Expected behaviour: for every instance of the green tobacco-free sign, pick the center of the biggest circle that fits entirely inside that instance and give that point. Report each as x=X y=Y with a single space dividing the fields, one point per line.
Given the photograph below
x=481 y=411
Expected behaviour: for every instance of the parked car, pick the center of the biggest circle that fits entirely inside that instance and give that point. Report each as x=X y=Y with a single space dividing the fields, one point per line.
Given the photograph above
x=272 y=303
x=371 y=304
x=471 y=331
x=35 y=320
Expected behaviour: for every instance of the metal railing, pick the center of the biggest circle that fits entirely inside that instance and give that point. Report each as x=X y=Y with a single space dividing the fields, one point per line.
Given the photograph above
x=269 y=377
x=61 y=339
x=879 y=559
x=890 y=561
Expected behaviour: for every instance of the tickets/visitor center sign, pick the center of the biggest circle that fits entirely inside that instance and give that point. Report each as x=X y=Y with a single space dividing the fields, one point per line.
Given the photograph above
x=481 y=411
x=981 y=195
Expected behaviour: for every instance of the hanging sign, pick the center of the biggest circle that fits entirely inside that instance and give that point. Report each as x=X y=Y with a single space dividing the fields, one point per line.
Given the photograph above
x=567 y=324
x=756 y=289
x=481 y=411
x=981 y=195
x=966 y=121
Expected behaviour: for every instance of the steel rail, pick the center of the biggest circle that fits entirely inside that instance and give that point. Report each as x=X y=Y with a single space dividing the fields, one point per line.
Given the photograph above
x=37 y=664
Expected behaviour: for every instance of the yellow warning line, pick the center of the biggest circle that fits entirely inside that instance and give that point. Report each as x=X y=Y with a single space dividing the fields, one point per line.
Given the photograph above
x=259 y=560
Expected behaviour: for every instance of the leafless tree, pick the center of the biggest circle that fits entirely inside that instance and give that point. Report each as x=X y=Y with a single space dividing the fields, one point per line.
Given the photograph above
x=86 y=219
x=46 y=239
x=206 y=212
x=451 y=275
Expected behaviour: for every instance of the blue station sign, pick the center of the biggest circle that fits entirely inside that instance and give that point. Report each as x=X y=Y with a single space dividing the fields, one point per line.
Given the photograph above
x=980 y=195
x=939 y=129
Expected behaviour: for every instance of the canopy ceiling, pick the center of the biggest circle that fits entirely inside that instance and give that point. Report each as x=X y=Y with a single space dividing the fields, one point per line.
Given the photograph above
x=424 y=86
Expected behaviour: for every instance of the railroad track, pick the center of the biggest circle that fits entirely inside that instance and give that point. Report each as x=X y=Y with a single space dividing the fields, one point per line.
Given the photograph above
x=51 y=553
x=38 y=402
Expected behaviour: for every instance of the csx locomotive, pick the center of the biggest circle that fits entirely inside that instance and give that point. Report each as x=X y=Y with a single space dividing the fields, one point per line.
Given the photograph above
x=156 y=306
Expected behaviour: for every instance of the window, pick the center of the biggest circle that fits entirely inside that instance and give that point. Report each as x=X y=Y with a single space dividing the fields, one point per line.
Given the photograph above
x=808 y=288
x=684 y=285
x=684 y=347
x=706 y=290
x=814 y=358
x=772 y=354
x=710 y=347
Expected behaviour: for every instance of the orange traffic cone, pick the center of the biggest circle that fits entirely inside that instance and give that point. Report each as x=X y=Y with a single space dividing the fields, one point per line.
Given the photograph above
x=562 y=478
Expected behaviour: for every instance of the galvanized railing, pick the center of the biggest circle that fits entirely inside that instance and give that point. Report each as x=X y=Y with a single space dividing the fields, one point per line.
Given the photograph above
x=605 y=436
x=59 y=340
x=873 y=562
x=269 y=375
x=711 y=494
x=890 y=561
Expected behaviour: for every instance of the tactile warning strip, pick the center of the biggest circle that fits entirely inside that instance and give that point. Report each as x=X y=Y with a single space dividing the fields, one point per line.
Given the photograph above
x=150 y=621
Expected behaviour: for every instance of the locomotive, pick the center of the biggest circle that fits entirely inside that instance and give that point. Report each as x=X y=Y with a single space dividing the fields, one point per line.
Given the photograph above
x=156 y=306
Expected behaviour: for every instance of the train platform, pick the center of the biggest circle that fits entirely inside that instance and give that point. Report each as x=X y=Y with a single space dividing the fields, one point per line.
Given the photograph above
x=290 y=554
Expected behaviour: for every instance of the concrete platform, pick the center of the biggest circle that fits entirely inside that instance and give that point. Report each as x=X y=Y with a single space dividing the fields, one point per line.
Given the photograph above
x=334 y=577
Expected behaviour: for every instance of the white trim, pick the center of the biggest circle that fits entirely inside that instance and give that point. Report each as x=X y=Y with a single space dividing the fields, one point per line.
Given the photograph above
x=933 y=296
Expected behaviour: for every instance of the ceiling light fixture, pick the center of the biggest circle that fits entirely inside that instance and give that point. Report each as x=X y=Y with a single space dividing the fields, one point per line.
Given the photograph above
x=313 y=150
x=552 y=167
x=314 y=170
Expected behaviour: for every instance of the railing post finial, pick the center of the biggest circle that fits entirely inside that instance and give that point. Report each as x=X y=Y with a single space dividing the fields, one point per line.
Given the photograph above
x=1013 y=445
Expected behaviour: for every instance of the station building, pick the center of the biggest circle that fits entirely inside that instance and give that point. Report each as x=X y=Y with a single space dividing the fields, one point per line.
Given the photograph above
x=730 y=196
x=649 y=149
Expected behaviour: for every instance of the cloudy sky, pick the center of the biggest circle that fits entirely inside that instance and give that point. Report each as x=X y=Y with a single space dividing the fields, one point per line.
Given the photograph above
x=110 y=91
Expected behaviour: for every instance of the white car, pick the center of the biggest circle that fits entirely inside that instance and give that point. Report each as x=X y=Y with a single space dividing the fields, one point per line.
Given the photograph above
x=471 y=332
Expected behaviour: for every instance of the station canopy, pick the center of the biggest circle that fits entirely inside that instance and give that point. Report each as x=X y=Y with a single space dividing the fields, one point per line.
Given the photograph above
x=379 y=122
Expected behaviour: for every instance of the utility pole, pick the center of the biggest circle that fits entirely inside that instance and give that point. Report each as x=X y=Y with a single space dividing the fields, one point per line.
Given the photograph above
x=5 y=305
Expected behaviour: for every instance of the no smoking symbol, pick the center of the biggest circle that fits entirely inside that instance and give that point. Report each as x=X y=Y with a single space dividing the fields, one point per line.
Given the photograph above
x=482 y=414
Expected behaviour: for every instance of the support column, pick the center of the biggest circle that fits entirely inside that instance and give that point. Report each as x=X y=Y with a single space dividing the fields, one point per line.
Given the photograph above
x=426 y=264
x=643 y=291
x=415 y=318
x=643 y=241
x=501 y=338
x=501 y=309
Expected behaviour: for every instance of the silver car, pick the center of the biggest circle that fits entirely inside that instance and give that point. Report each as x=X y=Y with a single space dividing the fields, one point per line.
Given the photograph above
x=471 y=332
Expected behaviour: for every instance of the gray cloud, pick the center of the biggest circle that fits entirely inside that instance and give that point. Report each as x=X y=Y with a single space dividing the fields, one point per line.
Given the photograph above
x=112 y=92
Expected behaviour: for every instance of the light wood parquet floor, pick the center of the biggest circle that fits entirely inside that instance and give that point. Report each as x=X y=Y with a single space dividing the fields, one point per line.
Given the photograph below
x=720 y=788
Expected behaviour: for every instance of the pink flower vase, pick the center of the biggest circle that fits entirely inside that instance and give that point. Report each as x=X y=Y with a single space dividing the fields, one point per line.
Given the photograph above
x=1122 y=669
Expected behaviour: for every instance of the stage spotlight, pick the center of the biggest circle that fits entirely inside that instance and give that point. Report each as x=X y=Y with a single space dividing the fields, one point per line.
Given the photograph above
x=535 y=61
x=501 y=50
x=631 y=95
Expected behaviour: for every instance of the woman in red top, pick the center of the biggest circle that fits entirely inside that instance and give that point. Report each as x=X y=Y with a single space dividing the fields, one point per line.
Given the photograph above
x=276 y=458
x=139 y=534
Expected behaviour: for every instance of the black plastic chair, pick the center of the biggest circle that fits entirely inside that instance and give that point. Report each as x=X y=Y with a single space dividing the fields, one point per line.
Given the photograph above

* * * * *

> [Problem]: Please arrange the lines above as a numbered list, starting with the line containing "Expected behaviour: for every instance of the window, pick" and ending with the line containing "x=710 y=347", both included. Leave out any blank lines.

> [Complete output]:
1. Expected behaviour: for every instance of the window, pick the center of the biggest circle that fits entirely inside that instance and give that point. Report each as x=X y=Y with a single space dividing the fields, one point per line.
2. Given the photograph above
3. x=808 y=288
4. x=684 y=285
5. x=684 y=347
6. x=706 y=290
7. x=814 y=358
8. x=772 y=354
9. x=710 y=347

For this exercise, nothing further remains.